Exercise aim: The records that follow are to be repeated without alteration.

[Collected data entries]
++++++

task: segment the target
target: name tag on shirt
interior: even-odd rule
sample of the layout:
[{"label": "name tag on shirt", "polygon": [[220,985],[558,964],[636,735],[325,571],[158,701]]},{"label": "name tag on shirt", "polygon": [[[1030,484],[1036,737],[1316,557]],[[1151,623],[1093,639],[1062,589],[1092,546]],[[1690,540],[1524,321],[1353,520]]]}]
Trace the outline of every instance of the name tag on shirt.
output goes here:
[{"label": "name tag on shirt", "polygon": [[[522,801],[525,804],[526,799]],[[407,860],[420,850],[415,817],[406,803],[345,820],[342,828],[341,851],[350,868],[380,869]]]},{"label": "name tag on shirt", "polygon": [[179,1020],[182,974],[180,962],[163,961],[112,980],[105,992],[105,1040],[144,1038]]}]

++++++

Solution for this task:
task: segment the target
target: name tag on shirt
interior: even-odd rule
sample of the layout:
[{"label": "name tag on shirt", "polygon": [[220,985],[558,964],[636,735],[325,571],[158,701]]},{"label": "name tag on shirt", "polygon": [[[1030,484],[1036,737],[1316,557]],[[1151,623],[1093,639],[1062,589],[1092,546]],[[1690,540],[1524,321],[1353,520]]]}]
Trace the outline of every instance of the name tag on shirt.
output goes here:
[{"label": "name tag on shirt", "polygon": [[[522,801],[525,804],[526,799]],[[407,860],[420,850],[415,817],[406,803],[345,820],[342,828],[341,851],[350,868],[380,869]]]},{"label": "name tag on shirt", "polygon": [[179,1020],[182,974],[180,962],[163,961],[112,980],[105,992],[105,1040],[144,1038]]}]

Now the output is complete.